Job —
Reproduce without alteration the items below, from their first line through the line containing "[225,106,276,159]", with both of those lines included.

=======

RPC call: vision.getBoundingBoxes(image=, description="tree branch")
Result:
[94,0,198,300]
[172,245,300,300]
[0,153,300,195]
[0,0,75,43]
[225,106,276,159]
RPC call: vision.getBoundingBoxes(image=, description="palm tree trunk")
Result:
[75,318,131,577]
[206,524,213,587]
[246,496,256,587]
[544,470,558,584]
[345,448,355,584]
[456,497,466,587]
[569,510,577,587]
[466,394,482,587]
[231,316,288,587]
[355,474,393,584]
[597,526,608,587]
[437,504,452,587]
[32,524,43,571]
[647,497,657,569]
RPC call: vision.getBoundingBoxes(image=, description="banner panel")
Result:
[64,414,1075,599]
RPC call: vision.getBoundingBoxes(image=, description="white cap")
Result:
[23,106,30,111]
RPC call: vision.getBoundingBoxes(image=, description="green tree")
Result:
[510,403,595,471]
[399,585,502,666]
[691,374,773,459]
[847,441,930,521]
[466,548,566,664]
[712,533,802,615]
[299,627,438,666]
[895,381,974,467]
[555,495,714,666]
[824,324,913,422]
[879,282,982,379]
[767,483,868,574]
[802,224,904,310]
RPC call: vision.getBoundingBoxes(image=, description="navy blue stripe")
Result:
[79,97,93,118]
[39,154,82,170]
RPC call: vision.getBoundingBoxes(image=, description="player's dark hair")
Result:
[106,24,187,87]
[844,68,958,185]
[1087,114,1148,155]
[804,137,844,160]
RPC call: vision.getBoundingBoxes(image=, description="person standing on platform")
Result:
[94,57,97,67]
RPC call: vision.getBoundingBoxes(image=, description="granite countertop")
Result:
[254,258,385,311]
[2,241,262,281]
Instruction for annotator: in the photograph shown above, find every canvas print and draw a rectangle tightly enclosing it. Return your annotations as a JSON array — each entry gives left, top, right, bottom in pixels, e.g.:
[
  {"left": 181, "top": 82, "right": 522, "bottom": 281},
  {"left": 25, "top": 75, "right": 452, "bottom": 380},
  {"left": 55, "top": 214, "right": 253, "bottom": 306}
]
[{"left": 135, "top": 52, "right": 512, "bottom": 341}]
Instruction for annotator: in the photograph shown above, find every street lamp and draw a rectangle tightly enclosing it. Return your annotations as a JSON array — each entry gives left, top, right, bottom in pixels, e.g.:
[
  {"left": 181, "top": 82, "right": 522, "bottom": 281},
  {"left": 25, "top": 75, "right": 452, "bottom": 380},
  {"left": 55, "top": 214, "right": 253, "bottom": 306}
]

=======

Answer to the exercise —
RPC call: vision.getBoundingBoxes(image=, description="tree branch")
Result:
[94,0,198,300]
[172,245,300,300]
[0,153,300,195]
[0,0,75,43]
[225,106,276,159]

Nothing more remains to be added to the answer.